• _Text excerpt_
※
Tuesday, May 18, 2010

The path of grief

I intended to chronicle some of my grief here, but it has become so complicated, I'm not even sure where to start.

The private memorial for Alicia was this past weekend and Peter and I flew out to be there for it. I made a slideshow with pictures from friends and family of all stages of Alicia's life with her many, many different friends. It was really hard to make and really hard to watch.

As I said, though, my grief has become complicated. I have these feeling of guilt, like I don't have as much of a right to grief as others who were closer to her. I am remembering more and more the things I should have done, the things I should have said. The negative memories are overtaking the positive ones, especially those memories of the week in the hospital. I keep thinking that I should have just stayed. I didn't know it at the time, but it was only one more week until she was gone. I could have been there.
※
• _Supplied data_
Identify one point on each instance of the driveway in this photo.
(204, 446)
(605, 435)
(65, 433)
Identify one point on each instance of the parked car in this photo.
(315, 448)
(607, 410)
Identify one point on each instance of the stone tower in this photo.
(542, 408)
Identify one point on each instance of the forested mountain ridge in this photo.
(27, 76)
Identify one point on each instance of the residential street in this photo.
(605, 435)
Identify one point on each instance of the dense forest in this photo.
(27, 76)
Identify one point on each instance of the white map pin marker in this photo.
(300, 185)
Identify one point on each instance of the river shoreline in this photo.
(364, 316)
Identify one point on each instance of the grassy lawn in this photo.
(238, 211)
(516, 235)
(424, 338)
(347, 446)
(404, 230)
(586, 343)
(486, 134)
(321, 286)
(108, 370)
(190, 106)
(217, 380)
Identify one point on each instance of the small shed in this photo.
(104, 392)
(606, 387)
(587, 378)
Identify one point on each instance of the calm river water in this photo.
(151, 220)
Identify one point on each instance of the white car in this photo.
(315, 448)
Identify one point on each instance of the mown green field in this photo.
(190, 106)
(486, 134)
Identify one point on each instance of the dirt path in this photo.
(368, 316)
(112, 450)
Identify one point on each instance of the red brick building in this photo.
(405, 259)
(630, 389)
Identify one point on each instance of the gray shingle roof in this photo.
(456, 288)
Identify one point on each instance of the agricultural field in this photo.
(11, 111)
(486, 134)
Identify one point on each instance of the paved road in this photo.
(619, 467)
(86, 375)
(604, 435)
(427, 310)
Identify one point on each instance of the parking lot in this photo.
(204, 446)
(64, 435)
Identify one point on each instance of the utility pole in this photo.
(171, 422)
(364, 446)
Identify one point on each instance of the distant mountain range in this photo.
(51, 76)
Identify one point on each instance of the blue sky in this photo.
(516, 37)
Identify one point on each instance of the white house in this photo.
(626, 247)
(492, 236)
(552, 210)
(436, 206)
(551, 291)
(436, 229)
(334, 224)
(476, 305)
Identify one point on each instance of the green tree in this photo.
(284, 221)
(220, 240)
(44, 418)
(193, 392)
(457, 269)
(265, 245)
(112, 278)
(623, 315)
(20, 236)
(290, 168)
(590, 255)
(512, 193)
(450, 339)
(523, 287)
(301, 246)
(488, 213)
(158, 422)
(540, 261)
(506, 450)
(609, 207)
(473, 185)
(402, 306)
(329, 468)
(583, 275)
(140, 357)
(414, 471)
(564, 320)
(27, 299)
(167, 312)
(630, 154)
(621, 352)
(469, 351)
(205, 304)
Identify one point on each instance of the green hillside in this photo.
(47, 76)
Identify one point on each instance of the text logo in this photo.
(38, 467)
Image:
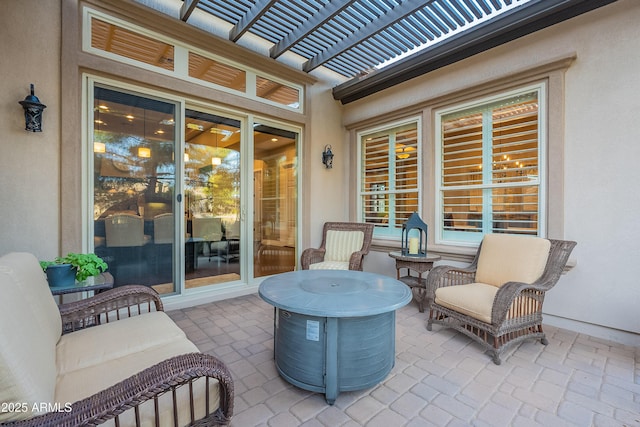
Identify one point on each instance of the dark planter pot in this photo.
(61, 275)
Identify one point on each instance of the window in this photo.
(119, 40)
(491, 167)
(389, 182)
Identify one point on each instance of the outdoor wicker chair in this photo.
(343, 247)
(497, 300)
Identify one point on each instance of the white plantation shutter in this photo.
(489, 170)
(389, 182)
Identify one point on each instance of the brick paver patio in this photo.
(441, 378)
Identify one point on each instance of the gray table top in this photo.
(334, 293)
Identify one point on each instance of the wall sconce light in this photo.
(327, 157)
(32, 112)
(413, 245)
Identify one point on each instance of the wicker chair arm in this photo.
(517, 299)
(311, 256)
(355, 260)
(133, 298)
(144, 386)
(446, 275)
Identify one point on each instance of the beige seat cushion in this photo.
(93, 346)
(329, 265)
(504, 258)
(81, 383)
(30, 327)
(474, 299)
(93, 359)
(341, 244)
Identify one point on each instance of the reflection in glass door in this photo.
(134, 140)
(275, 200)
(212, 199)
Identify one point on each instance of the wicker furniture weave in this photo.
(312, 255)
(171, 386)
(516, 313)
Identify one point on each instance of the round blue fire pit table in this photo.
(334, 330)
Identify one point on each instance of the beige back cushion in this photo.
(123, 230)
(341, 244)
(31, 328)
(505, 258)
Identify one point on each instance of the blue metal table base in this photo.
(329, 354)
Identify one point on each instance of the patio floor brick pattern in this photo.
(440, 378)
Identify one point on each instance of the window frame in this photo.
(541, 89)
(181, 61)
(389, 233)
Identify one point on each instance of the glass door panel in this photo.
(134, 140)
(212, 199)
(275, 200)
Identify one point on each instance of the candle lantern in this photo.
(414, 237)
(32, 112)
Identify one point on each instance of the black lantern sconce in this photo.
(327, 157)
(32, 112)
(414, 237)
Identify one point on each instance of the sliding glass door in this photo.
(275, 200)
(183, 199)
(212, 198)
(134, 169)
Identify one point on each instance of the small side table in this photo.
(420, 265)
(100, 282)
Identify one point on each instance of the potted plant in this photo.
(66, 270)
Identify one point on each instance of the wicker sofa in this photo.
(76, 365)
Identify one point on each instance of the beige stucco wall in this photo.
(29, 173)
(601, 134)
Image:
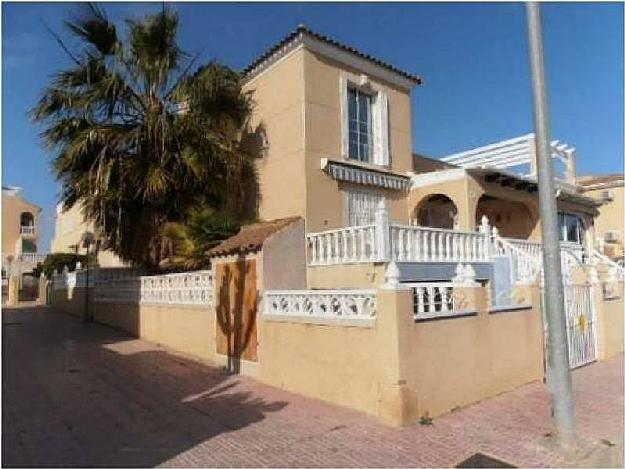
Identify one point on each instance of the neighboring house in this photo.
(609, 224)
(69, 227)
(21, 230)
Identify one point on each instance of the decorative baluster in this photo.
(417, 243)
(440, 255)
(420, 300)
(352, 237)
(400, 244)
(363, 246)
(430, 297)
(328, 247)
(409, 235)
(474, 251)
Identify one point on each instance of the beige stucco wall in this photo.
(284, 259)
(610, 321)
(362, 275)
(278, 95)
(186, 329)
(12, 207)
(400, 370)
(353, 366)
(298, 102)
(454, 362)
(611, 217)
(325, 208)
(515, 212)
(68, 229)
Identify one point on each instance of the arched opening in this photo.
(512, 219)
(27, 219)
(436, 211)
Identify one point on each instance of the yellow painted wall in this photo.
(455, 362)
(401, 370)
(12, 207)
(362, 275)
(611, 217)
(325, 207)
(186, 329)
(610, 322)
(279, 107)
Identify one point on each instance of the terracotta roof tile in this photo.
(251, 237)
(301, 29)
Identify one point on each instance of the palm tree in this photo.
(138, 139)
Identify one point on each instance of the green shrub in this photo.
(57, 261)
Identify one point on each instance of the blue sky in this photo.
(472, 57)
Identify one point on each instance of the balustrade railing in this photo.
(343, 246)
(27, 230)
(423, 244)
(434, 300)
(346, 304)
(118, 290)
(406, 244)
(189, 288)
(32, 257)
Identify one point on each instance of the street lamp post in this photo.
(558, 372)
(87, 239)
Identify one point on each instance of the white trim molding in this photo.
(350, 172)
(435, 177)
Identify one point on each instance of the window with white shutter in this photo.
(365, 124)
(361, 206)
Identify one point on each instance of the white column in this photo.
(382, 232)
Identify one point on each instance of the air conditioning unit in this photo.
(607, 196)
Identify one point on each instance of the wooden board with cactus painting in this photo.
(236, 309)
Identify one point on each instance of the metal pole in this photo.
(558, 372)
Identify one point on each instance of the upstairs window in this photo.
(361, 206)
(359, 116)
(571, 228)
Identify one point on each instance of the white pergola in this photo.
(514, 152)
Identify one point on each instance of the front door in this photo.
(236, 311)
(580, 324)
※
• _Your instructions_
Continue the blog post "The path of grief" above, starting right after its final sentence, "I could have been there."

• _Exercise answer_
I can't remember why I didn't just stay, but then, if I really think about it, I can remember how uncertain everything was. Nothing was known. How much or how little time was left was the question upon which everything hung and for which there was absolutely no answer. I left because I could then come back and relieve those "on duty," and was planning to buy return tickets the very day she died. I also remember that I was thinking about my own patients, who would feel the absence of two weeks of therapy, even if it was not a life-or-death situation.

Other times, my grief is not complicated at all. The emotion just hits me full force, unexpectedly, triggered by something that shouldn't mean so much. It's as if the intellectual grief complicates the raw, primal emotional grief.

I can't rationalize away those body-wracking tears. I can't doubt the pain I feel. Until the brain takes over again, the emotion reigns and I can submit to that vastness, never hoping to try to understand it.